• [EXERCISE AIM]:
Produce a word-for-word copy of the listing below without its pictures.

Records excerpted from a collection:
########################################

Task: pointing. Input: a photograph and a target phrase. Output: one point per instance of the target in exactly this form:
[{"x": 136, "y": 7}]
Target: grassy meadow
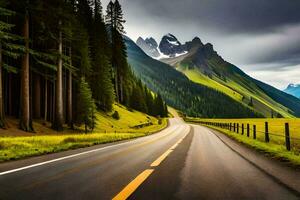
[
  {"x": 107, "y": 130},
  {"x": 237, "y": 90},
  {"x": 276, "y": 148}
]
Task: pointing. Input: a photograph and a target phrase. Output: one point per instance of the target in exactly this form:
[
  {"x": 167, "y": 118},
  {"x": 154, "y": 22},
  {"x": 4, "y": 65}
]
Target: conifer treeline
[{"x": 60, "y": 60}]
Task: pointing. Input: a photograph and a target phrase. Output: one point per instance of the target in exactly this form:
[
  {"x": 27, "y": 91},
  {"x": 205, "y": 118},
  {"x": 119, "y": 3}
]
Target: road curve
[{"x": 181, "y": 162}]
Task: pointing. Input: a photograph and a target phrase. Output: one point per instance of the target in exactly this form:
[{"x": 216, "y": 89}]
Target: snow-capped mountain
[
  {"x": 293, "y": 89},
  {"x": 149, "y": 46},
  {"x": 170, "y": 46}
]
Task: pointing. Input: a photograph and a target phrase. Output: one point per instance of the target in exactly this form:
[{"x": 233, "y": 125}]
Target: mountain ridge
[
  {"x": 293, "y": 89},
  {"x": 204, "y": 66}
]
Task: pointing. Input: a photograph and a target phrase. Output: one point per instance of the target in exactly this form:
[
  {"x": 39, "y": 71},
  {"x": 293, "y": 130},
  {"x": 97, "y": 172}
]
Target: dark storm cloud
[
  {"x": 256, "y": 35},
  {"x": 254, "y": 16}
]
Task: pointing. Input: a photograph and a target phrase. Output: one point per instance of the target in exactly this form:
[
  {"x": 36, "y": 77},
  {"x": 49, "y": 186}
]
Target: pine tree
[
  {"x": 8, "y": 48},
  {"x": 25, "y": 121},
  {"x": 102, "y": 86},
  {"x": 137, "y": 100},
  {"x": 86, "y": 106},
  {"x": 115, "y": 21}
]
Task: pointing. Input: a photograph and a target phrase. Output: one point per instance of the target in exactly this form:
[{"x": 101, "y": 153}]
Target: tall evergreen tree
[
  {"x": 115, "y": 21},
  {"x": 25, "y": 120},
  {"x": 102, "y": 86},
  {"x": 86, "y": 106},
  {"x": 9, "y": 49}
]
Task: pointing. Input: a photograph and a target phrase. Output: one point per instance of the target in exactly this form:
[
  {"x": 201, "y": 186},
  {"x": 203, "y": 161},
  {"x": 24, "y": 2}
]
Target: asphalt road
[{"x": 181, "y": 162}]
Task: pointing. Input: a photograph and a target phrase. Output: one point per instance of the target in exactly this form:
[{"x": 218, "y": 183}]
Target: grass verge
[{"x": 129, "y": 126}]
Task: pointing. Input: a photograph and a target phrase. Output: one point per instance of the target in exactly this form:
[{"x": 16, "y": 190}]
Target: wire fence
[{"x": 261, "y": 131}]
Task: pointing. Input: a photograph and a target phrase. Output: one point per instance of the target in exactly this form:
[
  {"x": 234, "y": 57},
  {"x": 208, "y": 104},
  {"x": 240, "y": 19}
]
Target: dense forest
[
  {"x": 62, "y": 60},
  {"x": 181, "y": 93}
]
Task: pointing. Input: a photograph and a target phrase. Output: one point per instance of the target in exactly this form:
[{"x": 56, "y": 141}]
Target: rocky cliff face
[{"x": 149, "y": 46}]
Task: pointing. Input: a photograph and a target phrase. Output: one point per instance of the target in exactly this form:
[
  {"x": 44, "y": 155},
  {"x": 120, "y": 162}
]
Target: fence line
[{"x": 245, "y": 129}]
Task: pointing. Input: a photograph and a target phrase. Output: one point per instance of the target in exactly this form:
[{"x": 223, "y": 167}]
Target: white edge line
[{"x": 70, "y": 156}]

########################################

• [SOLUTION BELOW]:
Task: pointing. Input: a photograph and a target phrase. Output: one point per instance of the target in exactly this form:
[{"x": 136, "y": 7}]
Target: grassy meadow
[
  {"x": 107, "y": 130},
  {"x": 237, "y": 90},
  {"x": 276, "y": 148}
]
Task: pointing. Input: a photograph and a target phrase. Output: one point per instance of the target in exactly this form:
[
  {"x": 167, "y": 118},
  {"x": 154, "y": 22},
  {"x": 4, "y": 65}
]
Target: conifer treeline
[{"x": 60, "y": 60}]
Task: pointing. Input: a photograph and a target phrase. Output: one point per instance of the target in exactly this form:
[
  {"x": 27, "y": 91},
  {"x": 205, "y": 118},
  {"x": 119, "y": 3}
]
Target: road curve
[{"x": 181, "y": 162}]
Task: pointing. Input: a photograph and a target phrase. Output: one point per instance of the target in exactly this form:
[{"x": 216, "y": 89}]
Target: snow-capped mountain
[
  {"x": 293, "y": 89},
  {"x": 149, "y": 46},
  {"x": 170, "y": 46}
]
Task: pointing. Input: a photograph and a target phrase. Output: one point per instance of the target in exactly this form:
[{"x": 233, "y": 125}]
Target: mountain ridge
[
  {"x": 293, "y": 89},
  {"x": 204, "y": 66}
]
Task: pointing. Input: a photograph and a target phrase. Output: one point per instance of the target in exactly this form:
[
  {"x": 39, "y": 71},
  {"x": 293, "y": 130},
  {"x": 97, "y": 172}
]
Target: dark storm cloud
[
  {"x": 256, "y": 35},
  {"x": 254, "y": 16}
]
Task: pointing. Input: a photograph and a target phrase. Output: one point per instance of the target in exactly this form:
[
  {"x": 36, "y": 77},
  {"x": 49, "y": 186}
]
Target: pine tree
[
  {"x": 8, "y": 48},
  {"x": 25, "y": 121},
  {"x": 102, "y": 86},
  {"x": 137, "y": 100},
  {"x": 86, "y": 106},
  {"x": 115, "y": 21}
]
Task: pointing. Input: a photograph and a target phrase. Output: one point per instance of the target in exactly this form:
[{"x": 101, "y": 153}]
Target: tall evergreen tree
[
  {"x": 115, "y": 21},
  {"x": 25, "y": 120},
  {"x": 102, "y": 86},
  {"x": 86, "y": 106},
  {"x": 9, "y": 49}
]
Task: pointing. Input: a photograph and a target phrase. Output: one point per instance of the target in exactly this form:
[
  {"x": 201, "y": 186},
  {"x": 203, "y": 161},
  {"x": 24, "y": 2}
]
Target: asphalt road
[{"x": 181, "y": 162}]
Task: pointing. Input: a photograph and a target phrase. Output: one point per instance of the target in exactly this form:
[{"x": 218, "y": 183}]
Target: grass verge
[{"x": 129, "y": 126}]
Task: pointing. Input: a photograph and a target phrase. Output: one point per instance of the target in exactly this form:
[{"x": 16, "y": 190}]
Target: wire fence
[{"x": 261, "y": 131}]
Task: pointing. Input: a photograph and a target phrase. Output: one point per instance of the target in exactly this form:
[
  {"x": 234, "y": 57},
  {"x": 208, "y": 104},
  {"x": 240, "y": 19}
]
Target: dense forest
[
  {"x": 62, "y": 60},
  {"x": 181, "y": 93}
]
Task: pointing. Input: a photograph and a target phrase. Output: one point per instance of the target in exactly this form:
[{"x": 56, "y": 141}]
Target: rocky cliff face
[{"x": 149, "y": 46}]
Task: pointing. Input: a photograph and a target phrase. Output: one point per instance of the target in exactly this form:
[
  {"x": 44, "y": 155},
  {"x": 120, "y": 162}
]
Target: fence line
[{"x": 245, "y": 129}]
Task: pointing. Input: a photograph and a target phrase. Output: one point per instance of the target in exactly this form:
[{"x": 223, "y": 167}]
Target: white edge line
[{"x": 70, "y": 156}]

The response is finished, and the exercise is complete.